▶ CONSIGNA
Copia completo y sin ningún cambio el fragmento sobre el pelo largo de los reclutas indios.

▶ FRAGMENTO DEL DOCUMENTO
◆ ◆ ◆ ◆ ◆

Como esta situación se repetía una y otra vez, los directores del programa ordenaron una serie de pruebas complementarias para tratar de descubrir qué estaba fallando. También se les preguntó a los propios indios. Algunos de ellos contestaron que los cortes de pelo de estilo militar, que dejaban sus cráneos casi pelados, eran la razón de su fracaso ya que al ser privados de sus tradicionales y largas cabelleras perdían su intuición y su habilidad para captar e interpretar las señales sutiles que estaban acostumbrados a aprehender. Con cierto escepticismo, los seleccionadores escogieron a un grupo de nuevos reclutas y les sometieron a diversas actividades sin cortarles el pelo. Los resultados fueron sorprendentes: aquéllos que mantenían su larga cabellera intacta culminaban con éxito los objetivos, aquéllos a los que se seguía cortando el pelo los rebajaban de inmediato incluso aunque durante los tests preliminares (antes de raparse) hubieran obtenido idéntica puntuación. Una de las pruebas consistía en que, durante su entrenamiento de supervivencia, los seleccionados serían atacados una noche concreta en el bosque cuando estuvieran durmiendo. Invariablemente, los indios con el pelo largo presentían la llegada del "agresor" que simulaba ser un soldado enemigo dispuesto a estrangularles y reaccionaban de dos maneras: o bien se despertaban y se alejaban del lugar antes de que llegara su atacante o bien se despertaban pero se hacían los dormidos y se lanzaban por sorpresa contra el "enemigo" antes de que éste culminara su acción. Invariablemente, los indios con el pelo cortado se dejaban sorprender en su sueño.

◆ ◆ ◆ ◆ ◆

(Datos recopilados)
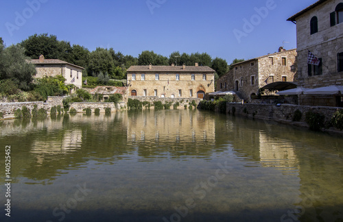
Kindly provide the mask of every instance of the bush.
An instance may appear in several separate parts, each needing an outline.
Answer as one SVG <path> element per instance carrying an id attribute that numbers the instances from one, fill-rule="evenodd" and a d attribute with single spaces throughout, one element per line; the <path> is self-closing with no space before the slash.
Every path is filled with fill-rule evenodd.
<path id="1" fill-rule="evenodd" d="M 110 107 L 106 107 L 105 108 L 105 114 L 110 114 L 110 112 L 111 112 L 111 110 L 110 110 Z"/>
<path id="2" fill-rule="evenodd" d="M 343 110 L 338 110 L 331 118 L 332 125 L 340 130 L 343 130 Z"/>
<path id="3" fill-rule="evenodd" d="M 14 111 L 14 117 L 19 119 L 23 119 L 23 114 L 21 113 L 21 109 L 16 109 L 16 110 Z"/>
<path id="4" fill-rule="evenodd" d="M 75 108 L 71 108 L 70 109 L 70 111 L 69 111 L 69 114 L 76 114 L 78 112 L 76 111 L 76 110 Z"/>
<path id="5" fill-rule="evenodd" d="M 76 90 L 76 95 L 78 95 L 78 97 L 83 101 L 91 99 L 92 97 L 91 93 L 83 89 L 78 89 Z"/>
<path id="6" fill-rule="evenodd" d="M 163 110 L 163 104 L 161 101 L 156 101 L 154 102 L 154 107 L 155 110 Z"/>
<path id="7" fill-rule="evenodd" d="M 293 114 L 293 121 L 298 122 L 301 120 L 303 117 L 303 113 L 299 110 L 296 110 Z"/>
<path id="8" fill-rule="evenodd" d="M 95 108 L 95 110 L 94 110 L 94 113 L 95 114 L 96 116 L 99 115 L 100 114 L 100 109 Z"/>
<path id="9" fill-rule="evenodd" d="M 320 131 L 324 127 L 325 116 L 323 114 L 309 111 L 306 113 L 305 121 L 309 125 L 309 130 Z"/>
<path id="10" fill-rule="evenodd" d="M 129 99 L 128 100 L 128 107 L 130 108 L 130 110 L 141 109 L 142 102 L 136 99 L 132 99 L 129 98 Z"/>
<path id="11" fill-rule="evenodd" d="M 83 111 L 86 112 L 86 115 L 91 115 L 92 114 L 92 109 L 90 108 L 86 108 L 83 109 Z"/>

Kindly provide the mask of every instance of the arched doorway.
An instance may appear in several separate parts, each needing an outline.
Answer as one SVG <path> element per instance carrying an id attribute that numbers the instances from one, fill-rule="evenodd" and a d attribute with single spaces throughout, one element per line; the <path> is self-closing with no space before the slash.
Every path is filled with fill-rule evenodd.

◆ ◆ ◆ ◆ ◆

▶ SOLUCIÓN DESARROLLADA
Como esta situación se repetía una y otra vez, los directores del programa ordenaron una serie de pruebas complementarias para tratar de descubrir qué estaba fallando. También se les preguntó a los propios indios. Algunos de ellos contestaron que los cortes de pelo de estilo militar, que dejaban sus cráneos casi pelados, eran la razón de su fracaso ya que al ser privados de sus tradicionales y largas cabelleras perdían su intuición y su habilidad para captar e interpretar las señales sutiles que estaban acostumbrados a aprehender. Con cierto escepticismo, los seleccionadores escogieron a un grupo de nuevos reclutas y les sometieron a diversas actividades sin cortarles el pelo. Los resultados fueron sorprendentes: aquéllos que mantenían su larga cabellera intacta culminaban con éxito los objetivos, aquéllos a los que se seguía cortando el pelo los rebajaban de inmediato incluso aunque durante los tests preliminares (antes de raparse) hubieran obtenido idéntica puntuación. Una de las pruebas consistía en que, durante su entrenamiento de supervivencia, los seleccionados serían atacados una noche concreta en el bosque cuando estuvieran durmiendo. Invariablemente, los indios con el pelo largo presentían la llegada del "agresor" que simulaba ser un soldado enemigo dispuesto a estrangularles y reaccionaban de dos maneras: o bien se despertaban y se alejaban del lugar antes de que llegara su atacante o bien se despertaban pero se hacían los dormidos y se lanzaban por sorpresa contra el "enemigo" antes de que éste culminara su acción. Invariablemente, los indios con el pelo cortado se dejaban sorprender en su sueño.